Ce fut le départ d'une oeuvre splendide qui devait grandir rapidement et à laquelle il sut gagner toute une pléiade de collaborateurs dévoués. Chaque samedi, au retour de ses tournées d'affaires, on l'avait vu se consacrer à sa chère école et à l'évangélisation. Pourrait-il faire longtemps marcher de pair ces deux choses?
Écoutons-le raconter lui-même à la suite de quelles luttes et dans quelles circonstances il sortit de l'indécision :
«Je n'avais jamais perdu de vue Jésus-Christ depuis le jour de ma rencontre avec Lui dans mon magasin de Boston. Mais, pendant plusieurs années, je n'imaginais pas que je pourrais jamais travailler pour Dieu. Personne ne m'avait demandé de faire quoi que ce soit pour Lui. À mon arrivée à Chicago, je louai des places à l'église et J'allai repêcher des jeunes gens dans les rues. je ne leur parlai pas de leur âme, pensant que c'était la tâche de personnes plus autorisées. Puis, après avoir fait cela quelque temps, je fondai une École du dimanche il me fallait beaucoup d'élèves : je visais au nombre. Lorsqu'il augmentait, j'étais enthousiaste. S'il diminuait, quelle angoisse ! Mais aucun de mes élèves ne se convertissait. Il ne pouvait y avoir de moisson.

Données enregistrées:
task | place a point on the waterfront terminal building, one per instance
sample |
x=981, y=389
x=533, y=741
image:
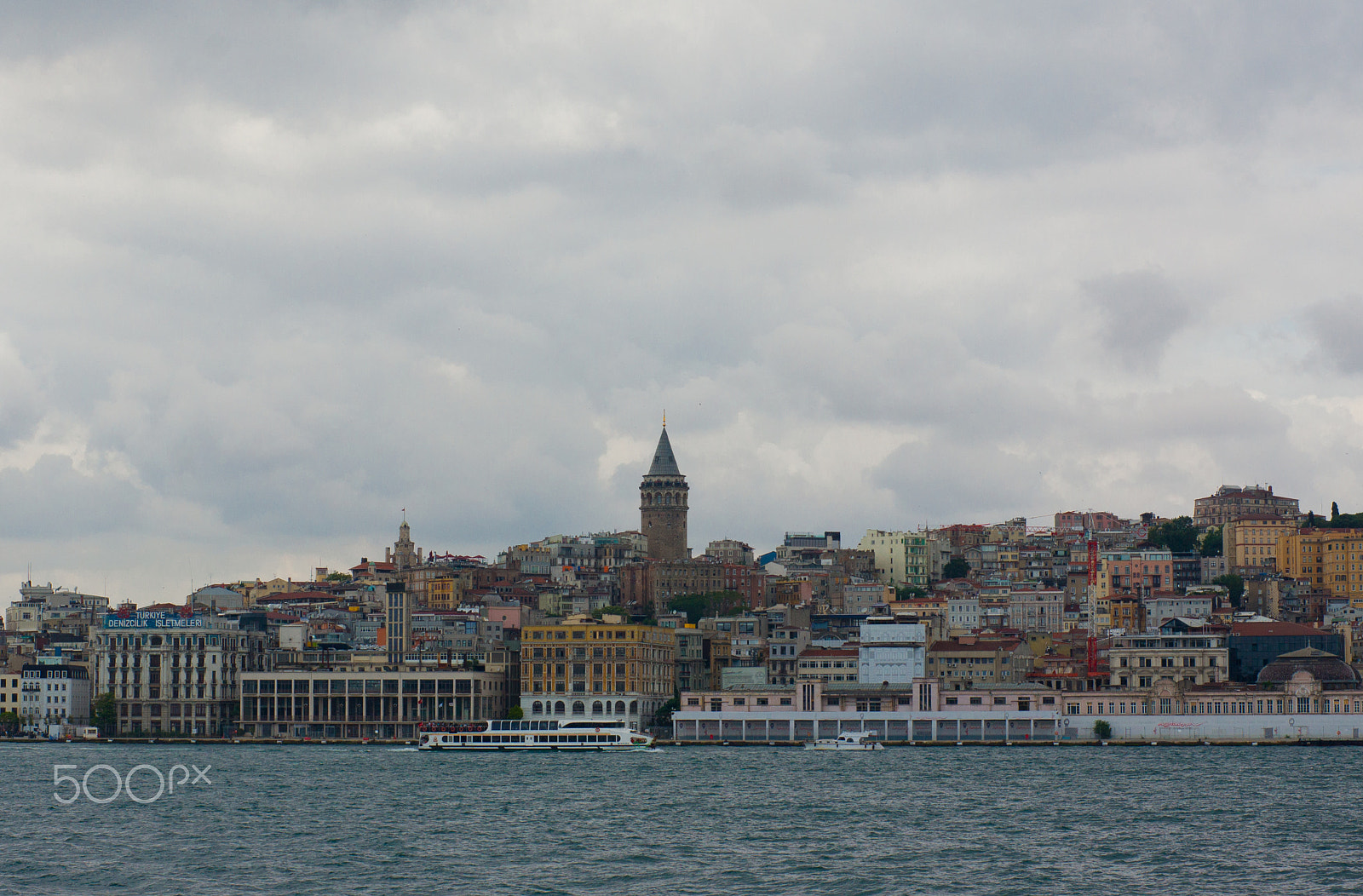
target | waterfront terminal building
x=365, y=700
x=176, y=672
x=1302, y=696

### CONSIGNES
1: Recopiez mot pour mot le passage de l'extrait qui va de « Ce fut le départ » jusqu'à « ces deux choses? ».
2: Relevez dans l'extrait tous les verbes conjugués au passé simple à la première personne du singulier.
3: Résumez sous forme de liste courte le paragraphe de l'extrait qui commence par « Je n'avais jamais perdu de vue », en gardant les faits principaux.

### RÉPONSES
1:
Ce fut le départ d'une oeuvre splendide qui devait grandir rapidement et à laquelle il sut gagner toute une pléiade de collaborateurs dévoués. Chaque samedi, au retour de ses tournées d'affaires, on l'avait vu se consacrer à sa chère école et à l'évangélisation. Pourrait-il faire longtemps marcher de pair ces deux choses?

2:
- louai
- allai
- parlai
- fondai

3:
- Il n'a jamais perdu de vue Jésus-Christ depuis sa rencontre avec Lui dans son magasin de Boston.
- Pendant plusieurs années, il ne pensait pas pouvoir travailler pour Dieu, et personne ne lui avait rien demandé.
- À Chicago, il loue des places à l'église et va chercher des jeunes gens dans les rues, sans leur parler de leur âme.
- Il fonde ensuite une École du dimanche et cherche surtout à avoir beaucoup d'élèves.
- Il est enthousiaste quand le nombre d'élèves augmente et angoissé quand il baisse.
- Aucun de ses élèves ne se convertit.